__Task statement__. When the string "head" occurs in a line of the listing below, return that line.

Data excerpts START

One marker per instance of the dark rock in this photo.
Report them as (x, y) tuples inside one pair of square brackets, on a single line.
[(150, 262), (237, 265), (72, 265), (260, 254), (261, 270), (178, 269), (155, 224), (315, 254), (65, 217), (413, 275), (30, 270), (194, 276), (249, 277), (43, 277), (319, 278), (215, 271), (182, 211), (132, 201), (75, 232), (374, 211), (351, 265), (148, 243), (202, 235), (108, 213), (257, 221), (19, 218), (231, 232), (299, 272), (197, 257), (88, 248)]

Data excerpts END
Data excerpts START

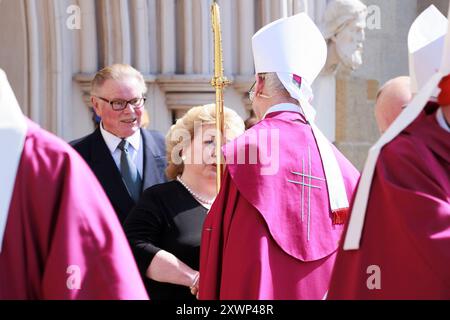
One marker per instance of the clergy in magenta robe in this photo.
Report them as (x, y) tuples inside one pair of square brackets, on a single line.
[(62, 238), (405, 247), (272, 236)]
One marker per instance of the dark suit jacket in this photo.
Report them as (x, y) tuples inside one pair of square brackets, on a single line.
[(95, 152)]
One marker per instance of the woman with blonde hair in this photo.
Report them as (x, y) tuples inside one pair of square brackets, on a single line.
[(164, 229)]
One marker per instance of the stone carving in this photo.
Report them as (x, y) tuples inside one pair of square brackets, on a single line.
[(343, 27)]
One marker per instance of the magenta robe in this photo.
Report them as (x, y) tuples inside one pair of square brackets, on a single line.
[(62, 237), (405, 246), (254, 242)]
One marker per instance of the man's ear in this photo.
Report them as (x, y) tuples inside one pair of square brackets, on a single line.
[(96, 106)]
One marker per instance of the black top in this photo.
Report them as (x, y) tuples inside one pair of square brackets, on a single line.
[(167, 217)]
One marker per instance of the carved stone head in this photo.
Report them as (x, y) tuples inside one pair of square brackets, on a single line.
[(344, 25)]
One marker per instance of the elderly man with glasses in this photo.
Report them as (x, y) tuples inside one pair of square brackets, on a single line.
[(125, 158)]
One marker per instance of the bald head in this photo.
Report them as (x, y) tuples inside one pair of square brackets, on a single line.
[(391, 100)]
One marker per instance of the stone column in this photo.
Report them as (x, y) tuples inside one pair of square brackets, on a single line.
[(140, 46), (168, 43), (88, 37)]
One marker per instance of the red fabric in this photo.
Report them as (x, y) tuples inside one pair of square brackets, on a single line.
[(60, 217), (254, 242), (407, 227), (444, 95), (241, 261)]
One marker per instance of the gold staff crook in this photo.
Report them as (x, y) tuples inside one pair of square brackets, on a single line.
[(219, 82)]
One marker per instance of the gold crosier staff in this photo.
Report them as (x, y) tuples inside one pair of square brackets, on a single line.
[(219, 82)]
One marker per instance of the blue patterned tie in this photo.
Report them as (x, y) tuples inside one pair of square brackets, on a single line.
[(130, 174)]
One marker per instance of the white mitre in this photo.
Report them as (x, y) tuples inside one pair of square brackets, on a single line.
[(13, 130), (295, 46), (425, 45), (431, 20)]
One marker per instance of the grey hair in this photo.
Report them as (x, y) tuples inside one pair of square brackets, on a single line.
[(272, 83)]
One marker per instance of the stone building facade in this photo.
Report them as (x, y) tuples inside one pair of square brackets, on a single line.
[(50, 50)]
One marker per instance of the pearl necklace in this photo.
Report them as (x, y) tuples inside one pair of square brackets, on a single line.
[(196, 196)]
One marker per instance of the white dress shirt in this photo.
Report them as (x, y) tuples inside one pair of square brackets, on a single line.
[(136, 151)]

Data excerpts END

__Response to this exercise__.
One marker per instance of the carved stone head in this photo.
One marker per instance of the bald head in this photo.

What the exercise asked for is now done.